* **TESTE DE COMPREENSÃO**:
(a) No texto sobre Cuba, quantas versões alteradas do anteprojecto do Código das Famílias resultaram do processo de consulta?
(b) Dê seguimento ao texto sobre Cuba, a partir da última frase apresentada.

* **TEXTO PARA LEITURA**:
☆ ☆ ☆ ☆ ☆ ☆ ☆
Trata-se de uma situação que coloca grandes exigências, capacidade de organização e intervenção, muita determinação e participação popular.
E no sector da saúde, qual é a situação actual?
Os níveis de vacinação completa são bastante elevados, com quase 90% da população vacinada e, por isso, a epidemia está bastante controlada e há condições para a abertura do país ao turismo.
É impressionante como este país, sujeito a um bloqueio desumano, tem não só a capacidade de produzir as suas próprias vacinas como mantém o princípio da solidariedade bem vivo e ajudou até países que integram a UE, em tempos de pandemia.
O Sistema Nacional de Saúde de Cuba evidencia bem como o planeamento económico e social deve estar ao serviço do povo e não do lucro de alguns.
A gratuitidade do sistema e uma forte aposta nos cuidados de saúde primários, próximos das populações, em consultas de estomatologia, numa rede de lares e de centros de dias são apenas alguns dos exemplos das conquistas e dos direitos do povo cubano, que deixam para trás países europeus.
Face ao bloqueio, que medidas têm sido adoptadas para reforçar a participação dos cidadãos, o poder popular, a democracia socialista?
Apesar do bloqueio, a revolução socialista resiste e continua. E não porque seja imposta mas porque é protagonizada pelo povo cubano. Isso é visível na participação de muitos cubanos, desde muito jovens, nas associações populares, algumas das quais tivemos a oportunidade de conhecer, mas também na forma como o povo é envolvido e debate a situação do seu país e o caminho a prosseguir.
Vou dar um exemplo que está a acontecer neste momento em Cuba: a discussão do anteprojecto do Código das Famílias, que pretende ser inclusivo e reconhecer os tipos de família que existem em Cuba.
O texto foi redigido por uma comissão após um amplo processo de consulta, que levou à elaboração de 23 versões alteradas do documento, e teve de ser aprovado pela Assembleia Nacional, a que se segue uma consulta popular, de 1 de Fevereiro a 30 de Abril.
Estão previstos cerca de 78 mil encontros nas circunscrições, onde os participantes poderão propor alterações.
Depois de integradas as contribuições da consulta pública, o texto alterado será referendado e, se aprovado, converter-se-á em lei.
☆ ☆ ☆ ☆ ☆ ☆ ☆
* **EXTRATO DOS REGISTOS**:
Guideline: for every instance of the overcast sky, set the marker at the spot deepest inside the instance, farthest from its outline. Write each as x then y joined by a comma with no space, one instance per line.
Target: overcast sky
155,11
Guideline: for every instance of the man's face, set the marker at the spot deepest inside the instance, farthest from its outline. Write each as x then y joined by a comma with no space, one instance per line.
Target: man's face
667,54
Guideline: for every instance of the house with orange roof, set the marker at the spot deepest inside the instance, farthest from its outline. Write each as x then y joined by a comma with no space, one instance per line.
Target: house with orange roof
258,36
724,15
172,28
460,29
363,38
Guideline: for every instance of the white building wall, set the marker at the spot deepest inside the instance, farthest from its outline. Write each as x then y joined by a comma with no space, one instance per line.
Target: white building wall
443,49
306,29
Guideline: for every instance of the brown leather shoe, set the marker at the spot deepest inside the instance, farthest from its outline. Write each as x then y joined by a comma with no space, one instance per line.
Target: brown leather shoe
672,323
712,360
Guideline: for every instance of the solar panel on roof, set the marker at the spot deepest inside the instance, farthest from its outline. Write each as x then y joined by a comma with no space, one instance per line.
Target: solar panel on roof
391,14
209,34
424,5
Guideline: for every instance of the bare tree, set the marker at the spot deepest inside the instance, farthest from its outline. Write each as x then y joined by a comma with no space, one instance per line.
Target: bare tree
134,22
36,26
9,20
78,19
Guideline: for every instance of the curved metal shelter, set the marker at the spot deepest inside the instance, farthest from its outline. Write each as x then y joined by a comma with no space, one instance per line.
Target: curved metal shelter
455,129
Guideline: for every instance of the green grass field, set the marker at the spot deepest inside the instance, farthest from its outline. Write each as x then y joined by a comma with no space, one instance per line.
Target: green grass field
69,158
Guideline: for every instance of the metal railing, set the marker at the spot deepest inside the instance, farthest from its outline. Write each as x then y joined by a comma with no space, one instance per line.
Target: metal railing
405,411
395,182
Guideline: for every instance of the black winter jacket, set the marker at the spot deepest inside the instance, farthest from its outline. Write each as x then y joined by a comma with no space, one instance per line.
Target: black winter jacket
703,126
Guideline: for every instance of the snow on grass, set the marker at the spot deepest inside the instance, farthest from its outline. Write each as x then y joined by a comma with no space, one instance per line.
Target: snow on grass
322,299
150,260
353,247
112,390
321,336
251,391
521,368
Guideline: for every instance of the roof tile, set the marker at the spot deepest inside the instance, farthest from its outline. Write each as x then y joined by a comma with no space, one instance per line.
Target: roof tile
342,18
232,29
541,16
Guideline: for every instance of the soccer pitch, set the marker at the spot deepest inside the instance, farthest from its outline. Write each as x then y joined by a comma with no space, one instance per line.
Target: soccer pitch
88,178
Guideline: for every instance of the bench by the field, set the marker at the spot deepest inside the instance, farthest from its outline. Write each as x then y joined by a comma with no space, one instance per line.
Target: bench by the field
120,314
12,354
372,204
☆ ☆ ☆ ☆ ☆ ☆ ☆
* **RESPOSTAS**:
(a) Foram elaboradas 23 versões alteradas do documento.

(b)
Foi aliás um processo semelhante a este que levou à aprovação e entrada em vigor da Constituição de 2019.
Em que país que integra a UE haverá processos tão democráticos quanto este?
Tendo em conta a solidariedade internacional com Cuba, há perspectivas de alguma mudança na política dos EUA?
Penso que houve alguma expectativa com a eleição de Biden que, durante a campanha eleitoral, assumia dar continuidade à política de Barack Obama relativamente a Cuba, no entanto ainda não reverteu nenhuma das 243 medidas coercivas e unilaterais que a administração Trump impôs contra o povo cubano.
O governo e o PCC estão dispostos a relacionar-se com os EUA mas essa relação tem de ser baseada no respeito mútuo, na não ingerência, e ser mutuamente vantajosa.
Ora os EUA continuam e incrementam a sua política hostil contra Cuba e o seu povo, para a qual procuram o apoio dos seus aliados, incluindo o do Governo português.
Cuba, o povo cubano, a sua revolução, continuam a sua corajosa luta em defesa da sua soberania, independência, do direito de escolher o seu caminho, para a qual contam com a firme solidariedade do PCP.
Está alguma iniciativa prevista, no âmbito da intervenção no PE, na sequência desta visita?
A delegação veio ainda mais mobilizada para a solidariedade com a justa causa cubana.
Quer através do grupo parlamentar quer através do Grupo de Amizade do PE com Cuba, há espaço para intervenção, seja na rejeição do bloqueio seja na divulgação das conquistas e progressos sociais em Cuba ou na denúncia das tentativas desenvolvidas no PE para pôr em causa o Acordo de Diálogo e Cooperação da UE com Cuba, em processo de ratificação desde 2016.
Está prevista uma nova visita no fim de Abril para que os deputados do Grupo de Amizade do PE com Cuba possam desfilar no 1.º de Maio ao lado do povo cubano que dá voz à defesa da sua Revolução.